§ THE EXERCISE
Render every one of the items below as a Markdown table with two columns: "Number" for a running row count and "Line" for the text of each line. Leave out blank lines.

----- RECORD LIST -----

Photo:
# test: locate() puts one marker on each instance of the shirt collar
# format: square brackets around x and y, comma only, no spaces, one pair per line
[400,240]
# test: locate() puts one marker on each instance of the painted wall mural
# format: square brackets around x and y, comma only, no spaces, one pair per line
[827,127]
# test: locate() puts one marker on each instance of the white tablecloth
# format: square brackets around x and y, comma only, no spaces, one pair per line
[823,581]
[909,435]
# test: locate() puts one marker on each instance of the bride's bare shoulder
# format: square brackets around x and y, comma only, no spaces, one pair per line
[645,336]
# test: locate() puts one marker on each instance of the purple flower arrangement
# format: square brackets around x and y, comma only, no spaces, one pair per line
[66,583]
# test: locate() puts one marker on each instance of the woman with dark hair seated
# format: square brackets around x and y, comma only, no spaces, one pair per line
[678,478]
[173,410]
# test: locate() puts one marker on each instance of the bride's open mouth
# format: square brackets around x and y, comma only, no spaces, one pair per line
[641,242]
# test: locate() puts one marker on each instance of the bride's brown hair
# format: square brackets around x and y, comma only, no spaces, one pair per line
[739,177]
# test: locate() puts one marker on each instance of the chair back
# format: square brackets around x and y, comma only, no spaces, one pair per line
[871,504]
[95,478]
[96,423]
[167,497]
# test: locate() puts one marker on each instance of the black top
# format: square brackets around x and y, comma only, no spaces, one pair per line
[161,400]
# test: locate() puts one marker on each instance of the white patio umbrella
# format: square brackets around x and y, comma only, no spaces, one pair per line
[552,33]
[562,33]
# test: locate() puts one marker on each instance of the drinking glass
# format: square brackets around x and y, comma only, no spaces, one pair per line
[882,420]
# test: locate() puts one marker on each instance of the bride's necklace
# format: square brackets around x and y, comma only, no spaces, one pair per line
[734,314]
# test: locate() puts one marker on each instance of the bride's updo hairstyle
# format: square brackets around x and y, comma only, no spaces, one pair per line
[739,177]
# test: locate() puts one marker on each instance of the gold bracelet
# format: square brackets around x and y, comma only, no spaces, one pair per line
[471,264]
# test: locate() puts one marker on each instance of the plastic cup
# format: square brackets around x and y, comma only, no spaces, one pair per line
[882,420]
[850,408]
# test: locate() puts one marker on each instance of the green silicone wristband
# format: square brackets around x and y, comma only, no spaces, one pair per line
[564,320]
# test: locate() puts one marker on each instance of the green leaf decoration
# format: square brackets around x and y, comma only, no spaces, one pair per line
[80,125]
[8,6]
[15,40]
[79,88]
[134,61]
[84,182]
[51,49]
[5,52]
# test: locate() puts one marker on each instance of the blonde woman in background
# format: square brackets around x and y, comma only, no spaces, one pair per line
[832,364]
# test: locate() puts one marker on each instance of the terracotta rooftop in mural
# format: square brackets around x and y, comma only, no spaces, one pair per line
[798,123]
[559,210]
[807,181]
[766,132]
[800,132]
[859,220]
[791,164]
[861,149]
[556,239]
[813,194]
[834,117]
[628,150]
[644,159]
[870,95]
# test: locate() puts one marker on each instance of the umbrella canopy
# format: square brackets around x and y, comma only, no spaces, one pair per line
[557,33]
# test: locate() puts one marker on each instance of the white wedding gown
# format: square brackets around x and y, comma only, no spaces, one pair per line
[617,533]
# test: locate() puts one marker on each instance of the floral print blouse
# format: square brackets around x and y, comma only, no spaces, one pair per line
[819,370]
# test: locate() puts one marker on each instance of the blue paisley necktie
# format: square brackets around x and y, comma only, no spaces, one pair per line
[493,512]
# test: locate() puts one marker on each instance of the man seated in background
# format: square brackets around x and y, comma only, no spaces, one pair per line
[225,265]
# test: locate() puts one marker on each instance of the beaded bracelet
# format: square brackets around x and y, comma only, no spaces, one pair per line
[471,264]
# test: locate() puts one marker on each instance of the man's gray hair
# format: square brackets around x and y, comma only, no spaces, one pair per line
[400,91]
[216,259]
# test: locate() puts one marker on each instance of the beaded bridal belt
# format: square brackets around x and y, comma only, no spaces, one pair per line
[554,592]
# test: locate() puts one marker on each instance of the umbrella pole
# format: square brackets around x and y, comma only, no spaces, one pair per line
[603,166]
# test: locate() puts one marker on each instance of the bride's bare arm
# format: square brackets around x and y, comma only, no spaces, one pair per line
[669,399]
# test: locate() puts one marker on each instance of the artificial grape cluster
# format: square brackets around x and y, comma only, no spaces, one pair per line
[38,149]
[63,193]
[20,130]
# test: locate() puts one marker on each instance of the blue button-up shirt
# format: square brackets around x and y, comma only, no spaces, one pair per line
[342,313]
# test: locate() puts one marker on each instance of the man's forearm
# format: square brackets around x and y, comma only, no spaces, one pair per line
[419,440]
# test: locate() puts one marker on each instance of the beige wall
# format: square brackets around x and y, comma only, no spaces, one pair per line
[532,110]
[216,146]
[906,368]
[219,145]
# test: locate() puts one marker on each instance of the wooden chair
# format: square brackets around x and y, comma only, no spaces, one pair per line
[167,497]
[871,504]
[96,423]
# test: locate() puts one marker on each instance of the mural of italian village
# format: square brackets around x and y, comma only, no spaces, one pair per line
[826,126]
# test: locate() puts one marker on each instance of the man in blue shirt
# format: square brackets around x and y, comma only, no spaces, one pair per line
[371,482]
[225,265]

-----

§ ANSWER TO THE EXERCISE
| Number | Line |
|---|---|
| 1 | Photo: |
| 2 | # test: locate() puts one marker on each instance of the shirt collar |
| 3 | # format: square brackets around x and y, comma only, no spaces, one pair per line |
| 4 | [400,240] |
| 5 | # test: locate() puts one marker on each instance of the painted wall mural |
| 6 | # format: square brackets around x and y, comma only, no spaces, one pair per line |
| 7 | [827,127] |
| 8 | # test: locate() puts one marker on each instance of the white tablecloth |
| 9 | # format: square brackets around x and y, comma only, no spaces, one pair per line |
| 10 | [823,581] |
| 11 | [909,435] |
| 12 | # test: locate() puts one marker on each instance of the bride's bare shoulder |
| 13 | # format: square brackets around x and y, comma only, no spaces, one pair per line |
| 14 | [645,336] |
| 15 | # test: locate() puts one marker on each instance of the purple flower arrangement |
| 16 | # format: square brackets around x and y, comma only, no spaces, one pair per line |
| 17 | [66,583] |
| 18 | # test: locate() puts one marker on each instance of the woman with dark hair seated |
| 19 | # format: square brackets around x and y, comma only, no spaces, one pair per line |
| 20 | [678,478] |
| 21 | [173,410] |
| 22 | # test: locate() puts one marker on each instance of the bride's open mouth |
| 23 | # format: square brackets around x and y, comma only, no spaces, one pair per line |
| 24 | [641,242] |
| 25 | # test: locate() puts one marker on each instance of the bride's brown hair |
| 26 | # format: square brackets around x and y, comma only, no spaces, one pair per line |
| 27 | [739,177] |
| 28 | # test: locate() puts one marker on each instance of the chair back |
| 29 | # format: square brackets around x and y, comma only, no spaces, one pair per line |
| 30 | [871,504] |
| 31 | [95,478] |
| 32 | [96,423] |
| 33 | [167,497] |
| 34 | # test: locate() puts one marker on each instance of the black top |
| 35 | # format: square brackets around x and y, comma only, no spaces, one pair per line |
| 36 | [161,400] |
| 37 | # test: locate() puts one marker on each instance of the white patio umbrella |
| 38 | # format: square brackets around x and y, comma only, no spaces, one pair per line |
| 39 | [552,33] |
| 40 | [562,33] |
| 41 | # test: locate() puts one marker on each instance of the drinking glass |
| 42 | # format: square brackets around x and y, comma only, no spaces, one pair per line |
| 43 | [882,420] |
| 44 | # test: locate() puts one marker on each instance of the bride's necklace |
| 45 | # format: square brackets around x and y, comma only, no spaces, one pair per line |
| 46 | [734,314] |
| 47 | # test: locate() puts one marker on each instance of the bride's updo hairstyle |
| 48 | # format: square brackets around x and y, comma only, no spaces, one pair per line |
| 49 | [739,177] |
| 50 | # test: locate() puts one marker on each instance of the gold bracelet |
| 51 | # format: square brackets around x and y, comma only, no spaces, one pair per line |
| 52 | [471,264] |
| 53 | # test: locate() puts one marker on each instance of the plastic cup |
| 54 | # format: square brackets around x and y, comma only, no spaces, one pair per line |
| 55 | [882,420] |
| 56 | [850,408] |
| 57 | # test: locate() puts one marker on each instance of the green silicone wristband |
| 58 | # format: square brackets around x and y, comma only, no spaces, one pair per line |
| 59 | [564,320] |
| 60 | # test: locate() puts one marker on each instance of the green leaf decoration |
| 61 | # format: square brackets around x and y, comma only, no spaces, one pair per line |
| 62 | [80,125] |
| 63 | [8,6] |
| 64 | [15,40] |
| 65 | [79,88] |
| 66 | [134,61] |
| 67 | [84,182] |
| 68 | [51,49] |
| 69 | [5,52] |
| 70 | # test: locate() puts one marker on each instance of the blonde woman in background |
| 71 | # format: square brackets around x and y, comma only, no spaces, one pair per line |
| 72 | [832,364] |
| 73 | # test: locate() puts one marker on each instance of the terracotta rooftop in mural |
| 74 | # format: square brackets around x and y, comma only, no spaces, one pair per line |
| 75 | [798,123] |
| 76 | [559,210] |
| 77 | [807,181] |
| 78 | [766,132] |
| 79 | [800,132] |
| 80 | [859,220] |
| 81 | [791,164] |
| 82 | [861,149] |
| 83 | [556,239] |
| 84 | [813,194] |
| 85 | [834,117] |
| 86 | [628,150] |
| 87 | [644,159] |
| 88 | [870,95] |
| 89 | # test: locate() puts one marker on each instance of the umbrella canopy |
| 90 | # format: square brackets around x and y, comma only, no spaces, one pair per line |
| 91 | [557,33] |
| 92 | # test: locate() puts one marker on each instance of the white wedding gown |
| 93 | # format: square brackets around x and y, comma only, no spaces, one pair per line |
| 94 | [617,533] |
| 95 | # test: locate() puts one marker on each instance of the floral print blouse |
| 96 | # format: square brackets around x and y, comma only, no spaces, one pair per line |
| 97 | [819,370] |
| 98 | # test: locate() puts one marker on each instance of the blue paisley necktie |
| 99 | # format: square brackets around x and y, comma only, no spaces, one pair per line |
| 100 | [493,512] |
| 101 | # test: locate() puts one marker on each instance of the man seated in background |
| 102 | # format: square brackets around x and y, comma only, no spaces, one pair per line |
| 103 | [225,265] |
| 104 | # test: locate() puts one marker on each instance of the beaded bracelet |
| 105 | # format: square brackets around x and y, comma only, no spaces, one pair per line |
| 106 | [471,264] |
| 107 | # test: locate() puts one marker on each instance of the man's gray hair |
| 108 | # format: square brackets around x and y, comma only, no spaces, one pair per line |
| 109 | [400,91] |
| 110 | [216,259] |
| 111 | # test: locate() puts one marker on each instance of the beaded bridal belt |
| 112 | # format: square brackets around x and y, comma only, no spaces, one pair per line |
| 113 | [554,592] |
| 114 | # test: locate() puts one marker on each instance of the umbrella pole |
| 115 | # format: square brackets around x and y, comma only, no spaces, one pair per line |
| 116 | [603,166] |
| 117 | # test: locate() puts one marker on each instance of the bride's bare arm |
| 118 | # format: square brackets around x and y, comma only, no spaces, one pair per line |
| 119 | [669,399] |
| 120 | # test: locate() puts one marker on each instance of the artificial grape cluster |
| 121 | # format: square brackets around x and y, comma only, no spaces, one pair per line |
| 122 | [38,149] |
| 123 | [63,193] |
| 124 | [20,130] |
| 125 | # test: locate() puts one marker on each instance of the blue button-up shirt |
| 126 | # format: square brackets around x and y, comma only, no spaces, one pair per line |
| 127 | [342,313] |
| 128 | # test: locate() puts one marker on each instance of the man's forearm |
| 129 | # format: square brackets around x and y, comma only, no spaces, one pair per line |
| 130 | [419,440] |
| 131 | # test: locate() puts one marker on each instance of the beige wall |
| 132 | # format: square brackets around x and y, comma only, no spaces, one pair per line |
| 133 | [532,110] |
| 134 | [216,146] |
| 135 | [906,368] |
| 136 | [219,145] |
| 137 | # test: locate() puts one marker on each instance of the wooden chair |
| 138 | # format: square brackets around x and y, comma only, no spaces, one pair per line |
| 139 | [167,497] |
| 140 | [871,504] |
| 141 | [96,423] |
| 142 | # test: locate() puts one marker on each instance of the mural of italian village |
| 143 | # format: square brackets around x and y, comma only, no spaces, one pair per line |
| 144 | [826,126] |
| 145 | # test: locate() puts one marker on each instance of the man in blue shirt |
| 146 | # format: square brackets around x and y, comma only, no spaces, one pair per line |
| 147 | [371,482] |
| 148 | [225,265] |